- COMPLETE THE FOLLOWING:
- 1) From the text on book banning, set down the stretch from "While banned book" through "of speech. Mostly." word for word.
- 2) In the text on book banning, which year since 1990 had the most challenges or bannings, and how many books did it involve?

BEGIN TEXT SHOWN

While banned book week is nearly over, it’s still a very important topic to mention. In a world where a large portion of the population seems to be offended by one thing or another, tensions (and opinions) can run high when discussing anything from politics to baby names and religion to what we choose to eat. Thankfully, we (well those of us in the U.S. and parts of Europe) are lucky to live in a place where we can exercise our freedom of speech. Mostly.
I say “mostly” because there are still parts of this country (referring to the U.S. from here on out) where it is thought to be acceptable to ban or prohibit people from reading certain books and learning about certain topics. And while there’s a wide spectrum on how people feel about banning books, reading and writing books regardless of content is protected under the first amendment of the constitution.
Many books are banned because the behavior and language is incongruent with the personal beliefs of the group that is doing the banning. Banning typically means that the book is not to be made readily available to community members via schools or libraries. Most of these challenges/bannings are initiated by parents or guardians and for reasons pertaining to sexual explicitness or offensive language. And since 1990, the year of 1995 had the most challenges/bannings with a total of 762 books. Below is a list of frequently challenged or banned books in the U.S. and their reason(s)...

END TEXT SHOWN
BEGIN SOURCE DATA

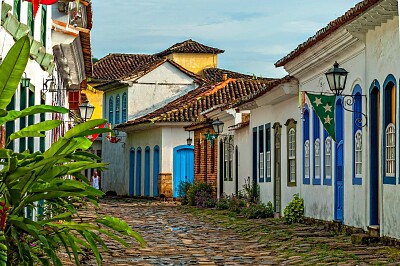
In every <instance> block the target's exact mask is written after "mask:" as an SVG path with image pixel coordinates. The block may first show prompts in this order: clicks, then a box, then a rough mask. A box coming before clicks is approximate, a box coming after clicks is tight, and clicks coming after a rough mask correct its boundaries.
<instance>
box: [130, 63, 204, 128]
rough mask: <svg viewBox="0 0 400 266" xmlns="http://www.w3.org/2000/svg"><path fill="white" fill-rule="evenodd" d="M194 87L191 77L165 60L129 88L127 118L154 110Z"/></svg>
mask: <svg viewBox="0 0 400 266" xmlns="http://www.w3.org/2000/svg"><path fill="white" fill-rule="evenodd" d="M196 87H197V85H196V84H194V83H193V79H192V78H191V77H189V76H188V75H186V74H185V73H183V72H182V71H180V70H179V69H177V68H176V67H175V66H173V65H172V64H170V63H169V62H165V63H164V64H162V65H161V66H159V67H157V68H156V69H154V70H153V71H151V72H149V73H148V74H146V75H144V76H143V77H141V78H139V79H138V80H136V81H135V82H134V83H133V84H132V86H131V87H130V88H129V90H128V91H129V93H128V106H129V107H128V120H131V119H135V118H137V117H140V116H142V115H144V114H146V113H149V112H151V111H154V110H156V109H158V108H160V107H162V106H163V105H166V104H167V103H169V102H171V101H173V100H175V99H176V98H178V97H180V96H182V95H184V94H186V93H188V92H189V91H191V90H193V89H195V88H196Z"/></svg>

END SOURCE DATA

- ANSWERS TO THE EXERCISES:
- 1)
While banned book week is nearly over, it’s still a very important topic to mention. In a world where a large portion of the population seems to be offended by one thing or another, tensions (and opinions) can run high when discussing anything from politics to baby names and religion to what we choose to eat. Thankfully, we (well those of us in the U.S. and parts of Europe) are lucky to live in a place where we can exercise our freedom of speech. Mostly.

- 2) 1995, with a total of 762 books.